- _Exercises_
1 - Print the passage of the Hurricane Maria letter starting at "Building Anti-colonial Power" and ending at "come from: Boricuas.", reproducing it word for word.
2 - In the Hurricane Maria letter, since what year has the U.S. attempted to write Boricua history in its own terms?

[START Text excerpt]

Building Anti-colonial Power - 1 Year After Hurricane Maria

Dear Primxs,

A year ago today, the deadliest U.S.-based natural disaster - Hurricane Maria - devastated the island of Puerto Rico, home to over 3 million people. The hurricane shattered an already unstable infrastructure, crumbling from almost two centuries of parasitic U.S. colonialism. 3,000 people died because of an explicit strategy to keep aid from reaching the island. Boricua activism and calls from all corners of the world for decolonization and self-determination have only increased since Maria. The solutions aren’t coming from the U.S., but where they’ve always come from: Boricuas.

As a son of island born Boricuas, the United States’ long-term project to teach Puerto Ricans how to assimilate is one I’ve been familiar with since I was a child, but it started long before I was born. Since 1898, the U.S. has attempted to write Boricua history in its own terms, but we know the story of the U.S. and Puerto Rico is one of extraction- of land, labor, and resources from Puerto Ricans. We Boricuas have long been resisting colonizers, from our Taíno hermanxs who fought off Spaniard conquistadors to the long escaped African slaves who settled in the lush of Loiza. Our ancestral consciousness reminds us “sigue pa’lante”: resistance runs in our blood.

[END Text excerpt]
[START Data extract]

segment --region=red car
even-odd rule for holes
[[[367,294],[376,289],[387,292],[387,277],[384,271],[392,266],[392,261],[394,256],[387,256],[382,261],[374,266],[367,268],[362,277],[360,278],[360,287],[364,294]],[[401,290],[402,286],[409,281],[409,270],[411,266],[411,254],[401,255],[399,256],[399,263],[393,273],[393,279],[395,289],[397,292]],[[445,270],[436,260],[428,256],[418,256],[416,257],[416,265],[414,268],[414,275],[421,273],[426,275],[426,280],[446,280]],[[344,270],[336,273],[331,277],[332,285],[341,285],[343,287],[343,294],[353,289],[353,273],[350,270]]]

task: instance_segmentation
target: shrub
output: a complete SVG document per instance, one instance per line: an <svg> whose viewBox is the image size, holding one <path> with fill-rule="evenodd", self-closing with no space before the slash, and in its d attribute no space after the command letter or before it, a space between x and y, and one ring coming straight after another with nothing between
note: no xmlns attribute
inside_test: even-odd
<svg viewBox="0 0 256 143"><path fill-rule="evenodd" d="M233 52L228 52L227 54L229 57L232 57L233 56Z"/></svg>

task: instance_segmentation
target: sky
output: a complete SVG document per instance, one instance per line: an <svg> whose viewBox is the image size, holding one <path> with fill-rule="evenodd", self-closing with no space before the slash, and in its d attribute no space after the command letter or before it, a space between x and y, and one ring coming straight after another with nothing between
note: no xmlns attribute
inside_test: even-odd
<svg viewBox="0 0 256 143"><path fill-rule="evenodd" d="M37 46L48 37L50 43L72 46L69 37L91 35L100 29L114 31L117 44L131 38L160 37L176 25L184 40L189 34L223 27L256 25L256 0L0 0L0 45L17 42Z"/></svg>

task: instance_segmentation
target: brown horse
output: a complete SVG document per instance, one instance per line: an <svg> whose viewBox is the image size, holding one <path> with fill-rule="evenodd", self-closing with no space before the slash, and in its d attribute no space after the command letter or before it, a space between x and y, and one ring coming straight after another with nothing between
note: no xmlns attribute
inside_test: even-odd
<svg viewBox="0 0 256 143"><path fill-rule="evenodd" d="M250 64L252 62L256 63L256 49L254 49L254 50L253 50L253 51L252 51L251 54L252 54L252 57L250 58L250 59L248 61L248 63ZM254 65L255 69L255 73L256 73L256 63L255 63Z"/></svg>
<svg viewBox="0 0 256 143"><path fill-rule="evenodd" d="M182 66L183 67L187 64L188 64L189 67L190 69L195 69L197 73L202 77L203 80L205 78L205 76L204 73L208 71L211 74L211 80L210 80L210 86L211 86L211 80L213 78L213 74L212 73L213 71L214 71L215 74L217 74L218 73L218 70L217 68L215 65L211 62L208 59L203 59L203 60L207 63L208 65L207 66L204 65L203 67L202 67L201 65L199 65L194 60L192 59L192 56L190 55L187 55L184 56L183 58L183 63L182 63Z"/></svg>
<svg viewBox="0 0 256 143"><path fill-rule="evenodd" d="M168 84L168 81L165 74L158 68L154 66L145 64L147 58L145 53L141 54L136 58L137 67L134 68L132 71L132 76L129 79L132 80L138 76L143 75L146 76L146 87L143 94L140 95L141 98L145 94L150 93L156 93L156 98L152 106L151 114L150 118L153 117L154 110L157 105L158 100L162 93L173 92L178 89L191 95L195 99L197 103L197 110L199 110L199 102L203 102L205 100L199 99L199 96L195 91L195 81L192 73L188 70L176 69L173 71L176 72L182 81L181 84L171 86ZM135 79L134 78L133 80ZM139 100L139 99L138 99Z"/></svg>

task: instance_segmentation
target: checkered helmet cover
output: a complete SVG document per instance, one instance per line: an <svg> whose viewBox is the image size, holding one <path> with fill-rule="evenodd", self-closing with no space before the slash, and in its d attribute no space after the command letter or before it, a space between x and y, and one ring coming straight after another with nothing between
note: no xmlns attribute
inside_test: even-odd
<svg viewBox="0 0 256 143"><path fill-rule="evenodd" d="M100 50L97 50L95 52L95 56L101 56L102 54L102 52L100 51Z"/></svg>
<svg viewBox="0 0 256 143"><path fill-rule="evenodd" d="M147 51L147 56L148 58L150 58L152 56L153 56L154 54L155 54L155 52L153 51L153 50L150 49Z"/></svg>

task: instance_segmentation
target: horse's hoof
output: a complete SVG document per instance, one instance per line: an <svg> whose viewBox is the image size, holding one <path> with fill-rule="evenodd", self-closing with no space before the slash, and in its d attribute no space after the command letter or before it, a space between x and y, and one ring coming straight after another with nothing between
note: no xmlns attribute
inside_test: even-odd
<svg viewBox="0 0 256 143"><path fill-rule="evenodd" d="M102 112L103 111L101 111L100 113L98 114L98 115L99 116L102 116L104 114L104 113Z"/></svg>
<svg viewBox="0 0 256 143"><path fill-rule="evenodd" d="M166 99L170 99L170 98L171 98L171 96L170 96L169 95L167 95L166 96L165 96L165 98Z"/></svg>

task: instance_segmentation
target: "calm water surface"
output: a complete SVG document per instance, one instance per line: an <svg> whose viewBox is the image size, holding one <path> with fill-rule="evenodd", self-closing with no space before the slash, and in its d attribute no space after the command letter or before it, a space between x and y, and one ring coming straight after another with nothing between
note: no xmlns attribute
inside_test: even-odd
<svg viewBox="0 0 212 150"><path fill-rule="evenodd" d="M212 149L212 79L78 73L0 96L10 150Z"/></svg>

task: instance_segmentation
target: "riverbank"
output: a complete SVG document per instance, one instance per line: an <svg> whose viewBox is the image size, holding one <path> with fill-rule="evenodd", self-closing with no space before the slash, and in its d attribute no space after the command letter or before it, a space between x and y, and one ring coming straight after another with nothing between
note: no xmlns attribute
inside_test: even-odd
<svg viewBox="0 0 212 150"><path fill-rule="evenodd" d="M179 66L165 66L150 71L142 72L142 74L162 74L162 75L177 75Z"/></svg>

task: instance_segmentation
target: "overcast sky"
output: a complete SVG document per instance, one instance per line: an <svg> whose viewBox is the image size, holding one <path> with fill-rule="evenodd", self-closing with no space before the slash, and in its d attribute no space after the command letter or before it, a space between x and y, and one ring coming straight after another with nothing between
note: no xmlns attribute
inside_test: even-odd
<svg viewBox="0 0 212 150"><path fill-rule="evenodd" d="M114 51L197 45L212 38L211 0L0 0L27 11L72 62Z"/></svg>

[END Data extract]

- _Answers for this exercise_
1 -
Building Anti-colonial Power - 1 Year After Hurricane Maria

Dear Primxs,

A year ago today, the deadliest U.S.-based natural disaster - Hurricane Maria - devastated the island of Puerto Rico, home to over 3 million people. The hurricane shattered an already unstable infrastructure, crumbling from almost two centuries of parasitic U.S. colonialism. 3,000 people died because of an explicit strategy to keep aid from reaching the island. Boricua activism and calls from all corners of the world for decolonization and self-determination have only increased since Maria. The solutions aren’t coming from the U.S., but where they’ve always come from: Boricuas.

2 - Since 1898.